§ DIRECTIVE
Collect every line in the entries below that contains the string "stem". Case counts, so match only that exact capitalization.

-*-

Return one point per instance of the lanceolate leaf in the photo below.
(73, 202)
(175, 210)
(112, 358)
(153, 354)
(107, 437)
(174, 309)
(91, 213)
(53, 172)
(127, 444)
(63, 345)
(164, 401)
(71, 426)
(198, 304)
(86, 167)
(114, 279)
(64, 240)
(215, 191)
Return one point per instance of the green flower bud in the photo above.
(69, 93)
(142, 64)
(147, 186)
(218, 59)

-*-

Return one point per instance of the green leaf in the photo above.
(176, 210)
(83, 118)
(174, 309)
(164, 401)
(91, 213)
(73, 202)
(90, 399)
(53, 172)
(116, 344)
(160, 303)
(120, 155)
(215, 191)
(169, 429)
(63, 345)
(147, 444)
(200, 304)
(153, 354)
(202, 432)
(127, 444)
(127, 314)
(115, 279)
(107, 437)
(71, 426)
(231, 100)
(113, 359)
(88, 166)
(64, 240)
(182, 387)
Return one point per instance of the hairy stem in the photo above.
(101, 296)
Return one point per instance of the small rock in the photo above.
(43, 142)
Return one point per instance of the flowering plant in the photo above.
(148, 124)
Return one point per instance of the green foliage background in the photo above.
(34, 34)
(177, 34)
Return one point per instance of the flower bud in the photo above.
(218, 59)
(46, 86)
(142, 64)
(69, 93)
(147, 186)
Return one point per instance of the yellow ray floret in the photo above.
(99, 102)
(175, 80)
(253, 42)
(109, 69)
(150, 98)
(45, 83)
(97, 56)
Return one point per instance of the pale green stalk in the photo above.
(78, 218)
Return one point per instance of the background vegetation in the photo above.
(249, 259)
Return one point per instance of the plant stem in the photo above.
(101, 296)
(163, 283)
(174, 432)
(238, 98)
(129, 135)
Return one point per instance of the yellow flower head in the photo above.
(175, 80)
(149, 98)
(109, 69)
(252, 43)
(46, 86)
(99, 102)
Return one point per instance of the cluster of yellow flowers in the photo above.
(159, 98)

-*-

§ SOLUTION FOR THIS TASK
Return one point per instance of the hairy stem in the photo above.
Return one point per instance of the plant stem in the photo above.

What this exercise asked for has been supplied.